- WHAT IS BEING ASKED: Please pull out every line of the material below that contains the word "black", keeping case in mind, so only matches with the same capitalization count.

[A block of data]
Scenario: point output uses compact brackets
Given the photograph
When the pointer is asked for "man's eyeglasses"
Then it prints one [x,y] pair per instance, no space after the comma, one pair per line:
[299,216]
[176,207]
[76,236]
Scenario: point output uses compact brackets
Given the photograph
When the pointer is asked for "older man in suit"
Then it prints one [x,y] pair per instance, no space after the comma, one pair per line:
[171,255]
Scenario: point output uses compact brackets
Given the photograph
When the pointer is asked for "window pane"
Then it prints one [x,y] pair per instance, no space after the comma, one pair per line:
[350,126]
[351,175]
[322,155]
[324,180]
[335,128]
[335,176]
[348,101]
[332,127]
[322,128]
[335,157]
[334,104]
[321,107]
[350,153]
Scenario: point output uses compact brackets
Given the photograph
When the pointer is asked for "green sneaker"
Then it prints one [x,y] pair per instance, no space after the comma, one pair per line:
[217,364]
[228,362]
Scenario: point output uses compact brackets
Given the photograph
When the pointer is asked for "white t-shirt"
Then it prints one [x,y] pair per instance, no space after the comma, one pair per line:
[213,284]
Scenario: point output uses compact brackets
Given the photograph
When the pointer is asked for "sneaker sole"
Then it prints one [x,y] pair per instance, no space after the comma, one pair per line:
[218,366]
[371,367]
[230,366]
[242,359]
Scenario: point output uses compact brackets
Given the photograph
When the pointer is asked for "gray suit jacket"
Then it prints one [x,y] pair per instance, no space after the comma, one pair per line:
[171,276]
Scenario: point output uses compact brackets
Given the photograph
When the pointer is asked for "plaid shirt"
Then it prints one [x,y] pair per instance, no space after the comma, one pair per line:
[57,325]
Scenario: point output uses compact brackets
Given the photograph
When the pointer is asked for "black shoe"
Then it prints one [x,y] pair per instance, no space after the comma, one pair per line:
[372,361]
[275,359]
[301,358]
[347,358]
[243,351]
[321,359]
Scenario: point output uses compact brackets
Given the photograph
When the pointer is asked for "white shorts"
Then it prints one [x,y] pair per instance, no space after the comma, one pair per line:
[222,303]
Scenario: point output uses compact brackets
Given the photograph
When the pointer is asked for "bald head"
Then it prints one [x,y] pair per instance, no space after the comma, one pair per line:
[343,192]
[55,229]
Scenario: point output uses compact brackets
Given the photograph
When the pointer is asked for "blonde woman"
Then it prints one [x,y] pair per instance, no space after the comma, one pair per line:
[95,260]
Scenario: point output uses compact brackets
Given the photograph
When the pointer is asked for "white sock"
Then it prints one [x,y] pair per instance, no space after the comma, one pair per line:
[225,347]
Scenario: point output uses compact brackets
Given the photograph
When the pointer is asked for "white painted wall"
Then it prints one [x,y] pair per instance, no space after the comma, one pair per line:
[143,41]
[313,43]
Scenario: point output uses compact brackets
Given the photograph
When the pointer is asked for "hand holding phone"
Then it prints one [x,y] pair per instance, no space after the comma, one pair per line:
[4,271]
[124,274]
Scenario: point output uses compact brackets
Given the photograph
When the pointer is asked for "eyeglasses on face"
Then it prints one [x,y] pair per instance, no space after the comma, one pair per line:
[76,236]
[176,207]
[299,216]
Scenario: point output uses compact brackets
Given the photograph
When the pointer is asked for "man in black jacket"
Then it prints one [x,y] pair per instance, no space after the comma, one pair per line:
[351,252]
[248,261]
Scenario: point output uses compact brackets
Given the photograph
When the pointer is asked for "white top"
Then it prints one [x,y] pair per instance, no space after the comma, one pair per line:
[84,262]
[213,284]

- WRITTEN ANSWER:
When the pointer is asked for "black shoe"
When the pointer is asked for "man in black jacket"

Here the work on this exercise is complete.